* _TASK REQUIREMENTS_
Rewrite the lines below with "shipping container" switched to "cargo crate" and nothing else changed. Leave the picture out of your answer.
— Begin DATA EXTRACT —
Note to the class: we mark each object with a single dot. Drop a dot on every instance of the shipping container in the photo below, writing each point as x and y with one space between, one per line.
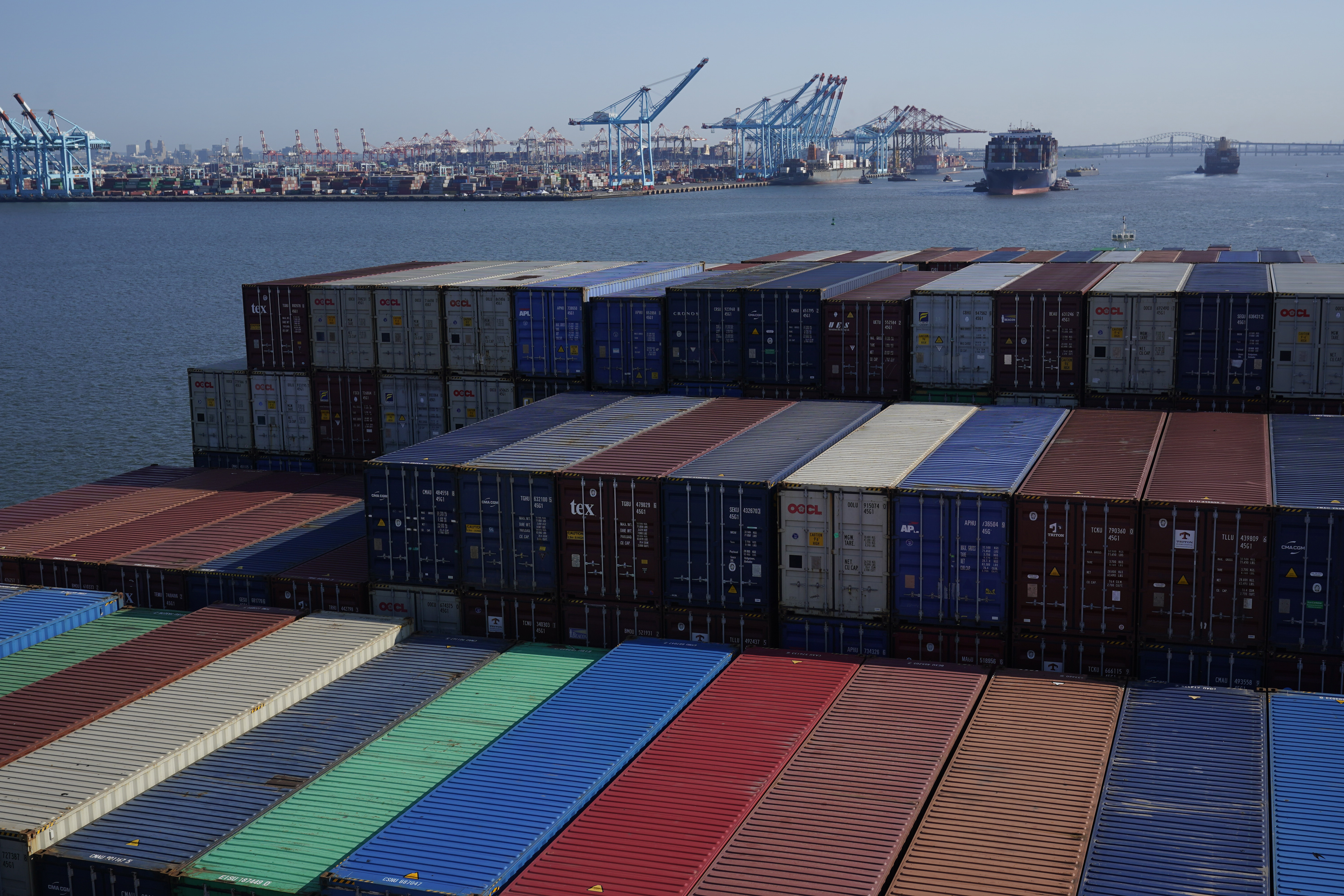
951 528
610 506
720 519
868 339
509 498
1307 799
854 790
550 320
288 848
1027 727
784 324
835 518
954 327
1208 532
1307 600
772 700
1077 526
411 496
705 324
1186 803
519 792
1225 332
— End DATA EXTRACT —
* _SOLUTION TO THE PROBLEM_
Note to the class: we mark each object with a single dot. Drop a dot on every instance of the cargo crate in the photo below, writing each point as x and y with one space between, one per line.
951 528
610 506
720 519
868 339
509 498
1307 799
854 790
550 320
288 848
1027 727
784 324
835 518
954 327
1208 532
1307 600
772 700
1077 526
411 496
705 324
1186 803
519 792
1225 332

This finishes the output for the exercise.